Task list
a - Answer these questions from the presentation summary below, one per line:
(i) In which journal did the paper by Dr Miranda Blake appear?
(ii) What kind of purchasing did the eye-tracked discrete choice experiment concern?
(iii) For which researchers did the presentation draw out learnings?
b - Continue the presentation summary on visual attention and choice from its last sentence.

Given passage

28 August 2020
Previous economics literature has explored the role of visual attention on choice in isolation without accounting for other influences such as habits and goals or learning effects, nor their interrelationship. This presentation summarised a recent paper by Dr Miranda Blake in the Journal of Business Research which developed a novel joint framework to explore the relationship between visual attention, observed heterogeneity from stated habits and goals, and choice outcomes while accounting for shorter- and longer-term learning effects. The analysis used an eye-tracked discrete choice experiment on sugar-sweetened beverage purchasing. The presentation focussed on learnings for eye-tracking and behavioural researchers.

Entries shown
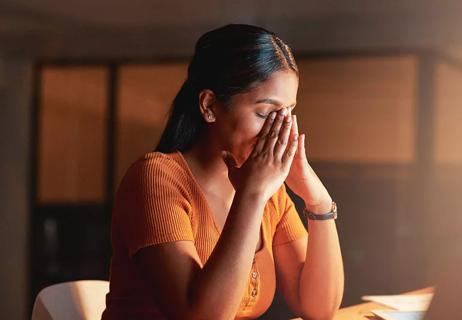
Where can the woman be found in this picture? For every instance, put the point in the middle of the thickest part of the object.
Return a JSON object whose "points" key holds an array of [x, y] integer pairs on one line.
{"points": [[203, 227]]}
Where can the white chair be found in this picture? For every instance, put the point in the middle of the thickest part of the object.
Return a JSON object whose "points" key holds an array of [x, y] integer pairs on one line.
{"points": [[75, 300]]}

Task-by-task results
a -
(i) The Journal of Business Research
(ii) Sugar-sweetened beverage purchasing
(iii) Eye-tracking and behavioural researchers

b -
Speaker
Miranda Blake is a research fellow in the Global Obesity Centre (GLOBE), where she holds an Institute for Health Transformation post-doctoral fellowship to investigate business outcomes of healthy food retail initiatives. She is an Accredited Practicing Dietitian and her research focuses on implementation of healthy food policy and retail interventions. Miranda currently leads projects including the VicHealth-funded Water in Sport project in council-owned sporting facilities, online added sugar labelling experiments, and healthy vending machine interventions. Translational partners include VicHealth, local governments, and the Victorian Department of Health and Human Services. She is a PhD graduate from the Monash School of Public Health and Preventive Medicine (SPHPM). The project she will be presenting was jointly funded by Monash Business School and the Faculty of Health.